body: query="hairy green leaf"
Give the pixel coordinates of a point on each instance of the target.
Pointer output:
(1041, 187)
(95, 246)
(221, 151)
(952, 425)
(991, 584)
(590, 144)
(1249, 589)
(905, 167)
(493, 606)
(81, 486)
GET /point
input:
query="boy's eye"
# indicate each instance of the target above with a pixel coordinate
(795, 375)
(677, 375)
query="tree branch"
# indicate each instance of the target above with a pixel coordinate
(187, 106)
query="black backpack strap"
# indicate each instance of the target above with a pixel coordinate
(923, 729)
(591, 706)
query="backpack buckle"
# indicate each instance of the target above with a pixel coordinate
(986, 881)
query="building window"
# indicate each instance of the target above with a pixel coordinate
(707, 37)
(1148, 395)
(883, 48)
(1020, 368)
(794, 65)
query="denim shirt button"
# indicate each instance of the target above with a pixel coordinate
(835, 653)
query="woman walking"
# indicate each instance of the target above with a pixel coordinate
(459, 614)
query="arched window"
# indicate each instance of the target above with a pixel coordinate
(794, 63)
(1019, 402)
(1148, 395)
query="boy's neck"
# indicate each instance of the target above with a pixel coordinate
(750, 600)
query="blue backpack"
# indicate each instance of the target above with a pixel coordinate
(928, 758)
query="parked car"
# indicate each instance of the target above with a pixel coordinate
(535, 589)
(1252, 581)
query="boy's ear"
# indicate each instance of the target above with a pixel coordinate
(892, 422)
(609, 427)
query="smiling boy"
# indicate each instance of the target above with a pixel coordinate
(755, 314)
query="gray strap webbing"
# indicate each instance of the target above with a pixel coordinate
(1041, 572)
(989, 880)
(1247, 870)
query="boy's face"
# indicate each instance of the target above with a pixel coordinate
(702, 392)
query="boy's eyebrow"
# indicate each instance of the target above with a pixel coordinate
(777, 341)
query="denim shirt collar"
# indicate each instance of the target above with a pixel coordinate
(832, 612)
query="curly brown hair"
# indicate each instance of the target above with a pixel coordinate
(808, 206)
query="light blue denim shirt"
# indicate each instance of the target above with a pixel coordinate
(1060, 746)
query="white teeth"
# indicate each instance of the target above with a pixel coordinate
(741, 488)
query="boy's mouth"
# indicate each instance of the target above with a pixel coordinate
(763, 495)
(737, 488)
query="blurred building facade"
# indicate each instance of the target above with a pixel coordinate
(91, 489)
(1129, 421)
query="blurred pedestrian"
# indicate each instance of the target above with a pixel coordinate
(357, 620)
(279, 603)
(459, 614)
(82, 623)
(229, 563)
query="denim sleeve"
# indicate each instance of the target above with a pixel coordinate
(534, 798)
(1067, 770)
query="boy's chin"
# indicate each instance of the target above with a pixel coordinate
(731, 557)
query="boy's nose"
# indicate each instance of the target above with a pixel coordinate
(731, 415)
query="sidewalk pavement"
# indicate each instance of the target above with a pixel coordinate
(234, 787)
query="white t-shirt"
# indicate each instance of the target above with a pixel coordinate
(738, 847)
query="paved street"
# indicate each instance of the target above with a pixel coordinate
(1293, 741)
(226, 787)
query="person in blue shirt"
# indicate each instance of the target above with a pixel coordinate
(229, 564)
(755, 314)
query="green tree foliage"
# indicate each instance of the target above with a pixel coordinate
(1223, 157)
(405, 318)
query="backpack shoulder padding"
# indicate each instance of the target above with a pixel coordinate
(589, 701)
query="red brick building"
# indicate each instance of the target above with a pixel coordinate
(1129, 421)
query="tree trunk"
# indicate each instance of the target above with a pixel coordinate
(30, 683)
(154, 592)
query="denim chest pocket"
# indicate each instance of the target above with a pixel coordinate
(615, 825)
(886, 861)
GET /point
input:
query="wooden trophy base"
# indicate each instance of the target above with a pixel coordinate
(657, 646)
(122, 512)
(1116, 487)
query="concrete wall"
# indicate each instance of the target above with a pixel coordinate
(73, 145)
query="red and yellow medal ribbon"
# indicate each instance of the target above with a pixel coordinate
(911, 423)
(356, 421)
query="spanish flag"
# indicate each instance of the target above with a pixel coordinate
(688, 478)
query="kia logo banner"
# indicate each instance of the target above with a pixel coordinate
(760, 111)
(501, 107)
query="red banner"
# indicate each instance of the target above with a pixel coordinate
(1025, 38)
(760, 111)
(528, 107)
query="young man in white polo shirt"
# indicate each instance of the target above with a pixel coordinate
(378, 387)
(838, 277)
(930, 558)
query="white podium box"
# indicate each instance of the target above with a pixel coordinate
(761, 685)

> Required work
Looking at the records, how many lines include "white"? Respond with the number only.

> Response for this exercise
4